## BEGIN PASSAGE SHOWN

On our last night we stayed at a hotel near the airport as we had an early flight the next morning. We took the subway to the airport, which was quite fun as you get a fanfare when the train approaches. We then got a free transfer from the airport to our hotel. We got one back the next morning as well.

The hotel was called Oceanside and it was really nice. It was on quite a run down street but the hotel itself was really nicely decorated. Our room was pretty lush and had one of the futuristic toilets plus a jacuzzi! We went for a brief walk to the nearby beach (where the sky looked amazing), popped into a 7 Eleven for snacks (and to use up our Korean money), then went back to our room for a bit of a feast and to play with the jacuzzi.


Posted by chantalpatton 02:14 Archived in South Korea Comments (0)

Shanghai, China (10th - 14th October)

Shanghai was a lot more clean and modern than Beijing. I preferred it as a city in general - it seemed like a much nicer place to live - but Beijing's more interesting in terms of historical buildings and a more traditional feel.

We stayed at Mingtown Etour, which is an HI hostel. We had a private room and it was a really nice place. The cafe area's in an open courtyard which is probably the biggest draw of the hostel. We had fun watching some of the turtles in the pond. The breakfast there was OK but more expensive than the ones in Beijing.

I'm getting quite behind on my blog posts so here's a summary of some of the places we visited in Shanghai:

- The Bund - the area by the river where you can look out over to the most iconic buildings of Shanghai's skyline. We walked along there a few times - it's great during the day but even better at night with all the lights. We also took one of the cheap public ferries across the river which was really nice. It was also on The Bund that we got stopped by a Chinese family who wanted their photo taken with us. It happened to other Western travellers quite a lot (especially the blonde ones) but we only had it that once.


- Urban Planning Exhibition Centre - Not a very exciting sounding name but it was a really good museum. The highlight has to be the scale model of the whole of downtown Shanghai.

- Yu Yuan Garden - This is a nice enough area to walk around but not so impressive once you've been to Beijing and seen the Forbidden City etc. It also wasn't as impressive as...

## END PASSAGE SHOWN
## BEGIN EXTRACTED MATERIAL

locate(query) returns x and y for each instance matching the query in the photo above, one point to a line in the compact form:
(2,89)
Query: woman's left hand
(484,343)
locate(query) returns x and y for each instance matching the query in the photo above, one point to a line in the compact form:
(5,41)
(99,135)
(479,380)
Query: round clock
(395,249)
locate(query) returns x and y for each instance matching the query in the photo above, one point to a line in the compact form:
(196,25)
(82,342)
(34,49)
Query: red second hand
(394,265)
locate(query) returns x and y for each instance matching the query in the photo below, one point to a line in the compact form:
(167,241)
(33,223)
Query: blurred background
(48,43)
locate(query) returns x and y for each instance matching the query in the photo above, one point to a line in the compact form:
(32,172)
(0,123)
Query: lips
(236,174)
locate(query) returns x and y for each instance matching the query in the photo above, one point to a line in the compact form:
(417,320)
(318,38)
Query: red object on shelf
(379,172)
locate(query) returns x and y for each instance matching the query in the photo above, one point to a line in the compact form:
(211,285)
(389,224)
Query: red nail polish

## END EXTRACTED MATERIAL

**DIRECTION**
Reproduce the travel blog passage above in full, word for word, from its first line through its last.

**TASK RESULT**
On our last night we stayed at a hotel near the airport as we had an early flight the next morning. We took the subway to the airport, which was quite fun as you get a fanfare when the train approaches. We then got a free transfer from the airport to our hotel. We got one back the next morning as well.

The hotel was called Oceanside and it was really nice. It was on quite a run down street but the hotel itself was really nicely decorated. Our room was pretty lush and had one of the futuristic toilets plus a jacuzzi! We went for a brief walk to the nearby beach (where the sky looked amazing), popped into a 7 Eleven for snacks (and to use up our Korean money), then went back to our room for a bit of a feast and to play with the jacuzzi.


Posted by chantalpatton 02:14 Archived in South Korea Comments (0)

Shanghai, China (10th - 14th October)

Shanghai was a lot more clean and modern than Beijing. I preferred it as a city in general - it seemed like a much nicer place to live - but Beijing's more interesting in terms of historical buildings and a more traditional feel.

We stayed at Mingtown Etour, which is an HI hostel. We had a private room and it was a really nice place. The cafe area's in an open courtyard which is probably the biggest draw of the hostel. We had fun watching some of the turtles in the pond. The breakfast there was OK but more expensive than the ones in Beijing.

I'm getting quite behind on my blog posts so here's a summary of some of the places we visited in Shanghai:

- The Bund - the area by the river where you can look out over to the most iconic buildings of Shanghai's skyline. We walked along there a few times - it's great during the day but even better at night with all the lights. We also took one of the cheap public ferries across the river which was really nice. It was also on The Bund that we got stopped by a Chinese family who wanted their photo taken with us. It happened to other Western travellers quite a lot (especially the blonde ones) but we only had it that once.


- Urban Planning Exhibition Centre - Not a very exciting sounding name but it was a really good museum. The highlight has to be the scale model of the whole of downtown Shanghai.

- Yu Yuan Garden - This is a nice enough area to walk around but not so impressive once you've been to Beijing and seen the Forbidden City etc. It also wasn't as impressive as...